# AIS Aircards in Thailand



## edgutek (Feb 16, 2014)

I am currently living in Hua Hin with my wife. We have two laptops and one Aircard.

1. Can both laptops use the AIS Aircard at the same time?

2. If not, can the Aircard be switched to the other laptop and be used? (I assume the software embedded in the Aircard would need to be installed on the second computer).

Thanks,

Ed


----------



## Mweiga (Sep 24, 2010)

edgutek said:


> I am currently living in Hua Hin with my wife. We have two laptops and one Aircard.
> 
> 1. Can both laptops use the AIS Aircard at the same time?
> 
> ...


Used to use an AIS aircard on a laptop and not sure what you mean by two laptops using the one aircard simultaneously - the Aircard with AIS simcard in it slots into one laptop via a USB port. Cannot be connected to a second laptop at the same time therefore.

You can of course switch your Aircard from one laptop to another as long as you have installed the Aircard software on both computers - when I bought my Aircard a couple of years ago you got a CD Rom included with the required software on it.

Gave up the Aircard finally a year ago and now use an Ipad Mini with AIS nano-simcard for internet acess while on the move round Thailand - much faster connectivity and altogether more convenient to use.


----------



## edgutek (Feb 16, 2014)

Thanks for the reply. That is what I thought. Will have to consider the iPad now!


----------



## Newforestcat (Mar 14, 2012)

I agree that aircard connections are very slow. I have used both AIS and Truemove. Get home WiFi, if you can. Also, most unlimited monthly SIM contracts come with free public WiFi cnnections. Being in Hua Hin, the freebie may be useful!


----------



## asianscouser (Feb 14, 2014)

<Snip> AIr cards or dongle as we call them are simply a USB connection and much slower and more expensive then wi fi ( internet connection) in your property, regardless of rented or free hold !!

Any further info please feel free to ask, i have not paid a bill to true move over 1200 Thb and i have phoned the UK on occasion from my landline!!

Let me know how you get on..

Regards


----------



## edgutek (Feb 16, 2014)

All depends on how long we decide to stay. Sounds like the home WiFi would definitely be the best. Thanks for the advice.


----------

> [Exercise details]: Copy word for word everything in the forum thread about AIS Aircards from "<Snip> AIr cards" down to "free hold !!". The material that comes next isn't needed for anything here.

> [Data excerpts]:

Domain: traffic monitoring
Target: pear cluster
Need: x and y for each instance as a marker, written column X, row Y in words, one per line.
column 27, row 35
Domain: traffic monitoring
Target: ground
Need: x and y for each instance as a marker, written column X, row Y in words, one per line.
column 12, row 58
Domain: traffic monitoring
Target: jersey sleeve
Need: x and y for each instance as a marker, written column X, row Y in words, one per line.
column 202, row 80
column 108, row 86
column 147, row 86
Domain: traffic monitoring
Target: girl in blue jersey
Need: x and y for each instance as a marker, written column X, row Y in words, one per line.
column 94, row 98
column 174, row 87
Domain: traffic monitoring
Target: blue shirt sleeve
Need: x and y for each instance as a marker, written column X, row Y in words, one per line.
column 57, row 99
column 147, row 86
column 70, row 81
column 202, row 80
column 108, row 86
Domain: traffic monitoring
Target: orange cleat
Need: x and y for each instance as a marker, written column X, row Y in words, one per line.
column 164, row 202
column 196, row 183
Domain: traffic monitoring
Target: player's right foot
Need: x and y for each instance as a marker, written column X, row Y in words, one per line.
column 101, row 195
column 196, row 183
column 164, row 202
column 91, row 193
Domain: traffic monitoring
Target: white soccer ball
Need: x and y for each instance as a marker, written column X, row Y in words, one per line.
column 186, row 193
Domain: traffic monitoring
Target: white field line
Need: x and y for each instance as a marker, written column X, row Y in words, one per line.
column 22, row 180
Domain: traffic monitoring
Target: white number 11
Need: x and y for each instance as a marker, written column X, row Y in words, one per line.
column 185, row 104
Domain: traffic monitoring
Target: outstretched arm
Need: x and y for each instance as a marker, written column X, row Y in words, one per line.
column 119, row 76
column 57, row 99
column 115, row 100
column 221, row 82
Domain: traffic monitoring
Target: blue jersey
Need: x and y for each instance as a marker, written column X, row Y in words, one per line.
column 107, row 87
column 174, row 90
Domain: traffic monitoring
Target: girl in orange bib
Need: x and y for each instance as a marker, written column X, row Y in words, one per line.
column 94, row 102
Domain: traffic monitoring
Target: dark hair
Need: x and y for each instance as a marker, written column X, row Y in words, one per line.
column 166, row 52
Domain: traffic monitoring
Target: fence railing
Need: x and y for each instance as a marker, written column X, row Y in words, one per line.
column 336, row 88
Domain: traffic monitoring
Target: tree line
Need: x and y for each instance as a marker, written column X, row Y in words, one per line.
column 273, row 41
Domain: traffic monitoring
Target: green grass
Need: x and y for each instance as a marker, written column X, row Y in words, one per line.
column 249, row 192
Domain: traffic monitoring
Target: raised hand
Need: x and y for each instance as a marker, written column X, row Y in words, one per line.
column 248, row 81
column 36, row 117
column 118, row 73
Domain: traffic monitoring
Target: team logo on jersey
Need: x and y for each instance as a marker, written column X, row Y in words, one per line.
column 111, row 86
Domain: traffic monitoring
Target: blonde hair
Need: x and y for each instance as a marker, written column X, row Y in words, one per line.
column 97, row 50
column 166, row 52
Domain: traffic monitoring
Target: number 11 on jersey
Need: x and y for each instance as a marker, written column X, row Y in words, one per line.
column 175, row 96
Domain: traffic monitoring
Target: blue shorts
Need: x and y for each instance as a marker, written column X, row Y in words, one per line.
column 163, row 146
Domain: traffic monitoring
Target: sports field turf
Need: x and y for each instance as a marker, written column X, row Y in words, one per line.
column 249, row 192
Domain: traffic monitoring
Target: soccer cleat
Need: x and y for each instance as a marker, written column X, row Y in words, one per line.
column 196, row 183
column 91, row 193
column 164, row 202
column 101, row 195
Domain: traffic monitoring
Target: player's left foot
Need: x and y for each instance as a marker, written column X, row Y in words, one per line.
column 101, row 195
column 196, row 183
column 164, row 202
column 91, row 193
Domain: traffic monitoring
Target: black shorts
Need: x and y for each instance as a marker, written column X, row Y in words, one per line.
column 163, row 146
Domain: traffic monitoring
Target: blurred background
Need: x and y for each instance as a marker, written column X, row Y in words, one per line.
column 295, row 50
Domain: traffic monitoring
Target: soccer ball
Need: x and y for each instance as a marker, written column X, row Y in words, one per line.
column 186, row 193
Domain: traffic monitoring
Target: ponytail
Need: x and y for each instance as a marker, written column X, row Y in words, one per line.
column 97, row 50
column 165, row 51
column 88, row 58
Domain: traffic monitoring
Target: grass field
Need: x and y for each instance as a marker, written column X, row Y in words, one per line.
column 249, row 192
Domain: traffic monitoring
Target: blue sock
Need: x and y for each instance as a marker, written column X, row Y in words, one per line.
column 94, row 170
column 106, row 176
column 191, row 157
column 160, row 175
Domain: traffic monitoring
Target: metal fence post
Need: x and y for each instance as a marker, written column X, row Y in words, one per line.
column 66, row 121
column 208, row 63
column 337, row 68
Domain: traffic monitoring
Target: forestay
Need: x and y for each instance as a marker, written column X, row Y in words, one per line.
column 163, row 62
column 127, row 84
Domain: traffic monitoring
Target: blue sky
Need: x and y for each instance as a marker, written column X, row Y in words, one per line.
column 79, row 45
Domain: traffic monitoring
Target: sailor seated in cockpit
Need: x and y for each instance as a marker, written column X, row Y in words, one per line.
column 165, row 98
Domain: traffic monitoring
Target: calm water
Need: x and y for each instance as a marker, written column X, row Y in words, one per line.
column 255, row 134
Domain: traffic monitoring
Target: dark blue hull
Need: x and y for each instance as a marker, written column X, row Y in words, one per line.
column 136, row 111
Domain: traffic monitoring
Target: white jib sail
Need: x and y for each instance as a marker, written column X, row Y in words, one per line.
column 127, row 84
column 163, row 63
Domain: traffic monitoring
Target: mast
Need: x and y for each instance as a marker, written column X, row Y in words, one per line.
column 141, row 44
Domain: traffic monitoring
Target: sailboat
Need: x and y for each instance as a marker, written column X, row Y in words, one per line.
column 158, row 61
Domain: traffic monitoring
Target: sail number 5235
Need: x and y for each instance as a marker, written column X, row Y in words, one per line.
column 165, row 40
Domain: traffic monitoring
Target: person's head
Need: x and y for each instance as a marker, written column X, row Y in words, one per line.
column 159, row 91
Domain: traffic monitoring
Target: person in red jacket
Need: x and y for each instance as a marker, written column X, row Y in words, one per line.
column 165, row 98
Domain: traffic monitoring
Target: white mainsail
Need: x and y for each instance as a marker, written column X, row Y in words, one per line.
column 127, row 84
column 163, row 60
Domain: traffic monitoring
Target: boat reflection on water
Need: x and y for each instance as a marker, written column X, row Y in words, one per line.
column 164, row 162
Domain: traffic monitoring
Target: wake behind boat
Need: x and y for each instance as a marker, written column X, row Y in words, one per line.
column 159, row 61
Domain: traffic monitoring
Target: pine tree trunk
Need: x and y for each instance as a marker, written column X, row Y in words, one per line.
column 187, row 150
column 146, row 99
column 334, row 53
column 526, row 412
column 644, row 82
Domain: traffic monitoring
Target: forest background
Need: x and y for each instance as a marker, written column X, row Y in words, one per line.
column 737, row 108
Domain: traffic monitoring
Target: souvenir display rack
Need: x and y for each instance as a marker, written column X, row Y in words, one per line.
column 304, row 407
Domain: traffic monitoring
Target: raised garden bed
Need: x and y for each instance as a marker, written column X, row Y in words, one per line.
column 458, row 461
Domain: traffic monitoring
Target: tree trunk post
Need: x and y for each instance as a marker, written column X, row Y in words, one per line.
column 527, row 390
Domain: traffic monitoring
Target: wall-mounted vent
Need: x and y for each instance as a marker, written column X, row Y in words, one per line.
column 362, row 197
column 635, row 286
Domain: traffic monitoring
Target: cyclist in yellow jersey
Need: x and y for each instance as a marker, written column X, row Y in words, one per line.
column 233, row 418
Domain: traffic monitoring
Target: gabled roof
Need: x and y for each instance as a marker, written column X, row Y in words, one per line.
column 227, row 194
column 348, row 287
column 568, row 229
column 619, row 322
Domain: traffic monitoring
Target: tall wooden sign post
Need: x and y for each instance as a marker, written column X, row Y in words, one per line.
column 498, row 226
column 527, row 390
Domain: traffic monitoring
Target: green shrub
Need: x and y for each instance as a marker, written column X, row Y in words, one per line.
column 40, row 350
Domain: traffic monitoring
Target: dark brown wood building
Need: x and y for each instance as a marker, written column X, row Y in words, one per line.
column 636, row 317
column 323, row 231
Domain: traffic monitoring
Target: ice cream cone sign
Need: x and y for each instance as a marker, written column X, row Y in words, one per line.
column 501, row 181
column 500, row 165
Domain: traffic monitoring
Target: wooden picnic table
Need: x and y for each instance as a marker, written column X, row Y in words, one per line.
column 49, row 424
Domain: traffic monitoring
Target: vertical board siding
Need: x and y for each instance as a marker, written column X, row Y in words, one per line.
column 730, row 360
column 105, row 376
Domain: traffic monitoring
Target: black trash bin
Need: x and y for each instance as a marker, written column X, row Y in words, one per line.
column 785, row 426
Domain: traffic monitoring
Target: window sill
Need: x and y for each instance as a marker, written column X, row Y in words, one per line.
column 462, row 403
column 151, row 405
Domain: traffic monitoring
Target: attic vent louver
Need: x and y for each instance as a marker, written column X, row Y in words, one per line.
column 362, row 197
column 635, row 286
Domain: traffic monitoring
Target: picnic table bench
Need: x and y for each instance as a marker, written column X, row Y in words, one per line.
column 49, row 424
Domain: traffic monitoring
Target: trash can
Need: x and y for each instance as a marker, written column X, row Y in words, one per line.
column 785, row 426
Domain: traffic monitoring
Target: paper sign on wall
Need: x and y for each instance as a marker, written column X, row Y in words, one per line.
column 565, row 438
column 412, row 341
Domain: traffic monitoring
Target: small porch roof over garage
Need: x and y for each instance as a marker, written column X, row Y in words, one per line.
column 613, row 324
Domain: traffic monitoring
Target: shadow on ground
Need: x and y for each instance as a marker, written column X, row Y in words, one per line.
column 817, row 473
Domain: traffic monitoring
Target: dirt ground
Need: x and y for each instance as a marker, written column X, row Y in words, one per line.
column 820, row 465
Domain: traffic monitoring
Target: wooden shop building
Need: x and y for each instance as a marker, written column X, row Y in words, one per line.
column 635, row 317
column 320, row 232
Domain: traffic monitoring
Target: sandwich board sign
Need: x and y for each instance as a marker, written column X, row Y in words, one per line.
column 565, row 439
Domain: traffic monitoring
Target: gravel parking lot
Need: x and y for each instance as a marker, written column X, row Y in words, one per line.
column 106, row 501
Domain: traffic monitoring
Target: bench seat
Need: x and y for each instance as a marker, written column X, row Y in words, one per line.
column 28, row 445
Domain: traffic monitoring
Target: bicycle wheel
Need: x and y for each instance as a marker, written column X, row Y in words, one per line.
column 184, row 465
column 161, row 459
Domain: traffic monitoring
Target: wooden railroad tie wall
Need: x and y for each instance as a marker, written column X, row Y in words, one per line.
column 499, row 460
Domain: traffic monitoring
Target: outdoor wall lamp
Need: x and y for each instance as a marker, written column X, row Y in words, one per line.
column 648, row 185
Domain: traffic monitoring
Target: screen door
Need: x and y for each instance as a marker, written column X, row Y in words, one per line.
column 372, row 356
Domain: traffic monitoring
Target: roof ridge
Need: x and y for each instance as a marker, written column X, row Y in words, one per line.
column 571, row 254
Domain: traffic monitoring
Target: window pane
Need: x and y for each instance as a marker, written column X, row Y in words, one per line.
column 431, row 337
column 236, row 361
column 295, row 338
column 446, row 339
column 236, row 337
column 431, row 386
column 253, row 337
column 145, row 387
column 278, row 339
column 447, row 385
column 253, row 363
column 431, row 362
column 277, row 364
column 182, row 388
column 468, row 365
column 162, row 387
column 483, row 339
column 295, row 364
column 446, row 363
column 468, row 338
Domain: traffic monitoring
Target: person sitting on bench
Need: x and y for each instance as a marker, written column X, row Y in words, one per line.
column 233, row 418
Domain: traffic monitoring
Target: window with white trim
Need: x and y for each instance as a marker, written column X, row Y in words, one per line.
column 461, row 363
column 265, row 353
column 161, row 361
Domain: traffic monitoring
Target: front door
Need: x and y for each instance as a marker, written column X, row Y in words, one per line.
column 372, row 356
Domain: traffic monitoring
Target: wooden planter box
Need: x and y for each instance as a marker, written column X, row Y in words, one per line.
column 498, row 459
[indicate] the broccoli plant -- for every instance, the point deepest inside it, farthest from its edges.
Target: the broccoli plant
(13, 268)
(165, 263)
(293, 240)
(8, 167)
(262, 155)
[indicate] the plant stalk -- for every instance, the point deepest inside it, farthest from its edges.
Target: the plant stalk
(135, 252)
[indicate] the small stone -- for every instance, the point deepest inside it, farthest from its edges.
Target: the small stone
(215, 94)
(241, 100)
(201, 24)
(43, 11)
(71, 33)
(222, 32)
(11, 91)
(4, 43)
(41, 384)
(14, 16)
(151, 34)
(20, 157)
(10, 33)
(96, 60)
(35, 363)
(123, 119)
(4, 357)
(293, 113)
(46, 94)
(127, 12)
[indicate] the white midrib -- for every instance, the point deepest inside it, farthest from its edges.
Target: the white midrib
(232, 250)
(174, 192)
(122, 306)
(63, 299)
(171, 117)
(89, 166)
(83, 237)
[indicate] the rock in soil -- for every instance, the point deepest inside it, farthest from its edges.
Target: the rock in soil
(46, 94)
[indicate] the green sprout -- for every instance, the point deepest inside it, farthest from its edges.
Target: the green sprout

> [Answer for this exercise]:
<Snip> AIr cards or dongle as we call them are simply a USB connection and much slower and more expensive then wi fi ( internet connection) in your property, regardless of rented or free hold !!